Almost Christmas: A Wesleyan Advent Experience Week 1
On the First Sunday of Advent, we lit the first candle in the Advent wreath and Pastor Michelle began her sermon series, Almost Christmas: A Wesleyan Advent Experience.
Read Isaiah 40: 1-5 and John 1: 1-8 and consider the questions below in preparation for the sermon ” Week 1: An Altogether Hope.”
On July 25, 1741 (at the age of 38), John Wesley preached a sermon to his fellow colleagues at St. Mary’s Church called, “The Almost Christian,” in which he described an individual who had all the outward appearances of Christianity. They did all things the basic things right, attended worship, practiced kindness to others and sincerely tried to do their best. But Wesley would go on to say that as commendable as this soul is, it would still be an “almost” Christian. In that same sermon, Wesley called followers of Jesus to do more than an “almost life.” He called them to live an “altogether” life, one that:
1. First, fully loves God, “a love that engrosses the whole heart, rakes up all the affections, fills the entire capacity of the soul and employs the utmost extent of all faculties.” All in!

+===+

* PROBLEM STATEMENT *
Write a continuation of the Advent sermon text, starting after its last sentence. The rows that follow are not needed for this.

* RECORD EXTRACTS *
+===+

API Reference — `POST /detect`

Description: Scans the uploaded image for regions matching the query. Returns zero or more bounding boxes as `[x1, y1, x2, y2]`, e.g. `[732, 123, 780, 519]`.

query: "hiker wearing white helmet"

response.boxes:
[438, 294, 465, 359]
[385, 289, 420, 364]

+===+

* ANSWER TO THE TASK *
2. Secondly, fully loves others, including and especially those who have who have wronged us and those whom we have wronged. A deep soul-searching.
3. And third, he calls them to have full trust and confidence in God, so that faith is not just an intellectual conviction, but a wholistic offering of mind, body, spirit.
An Altogether Christian is one who unreservedly and wholeheartedly trusts God and puts that trust in action. A blessed surrender. He concluded his sermon with this hope for his listeners:
“May we all experience what it is to be, not almost only; but altogether Christians; being justified freely by his grace, through the redemption that is Jesus; knowing we have peace with God through Jesus Christ; rejoicing in hope and the glory of God; and having the love of God shed abroad in our hearts, by the Holy Spirit given to us!”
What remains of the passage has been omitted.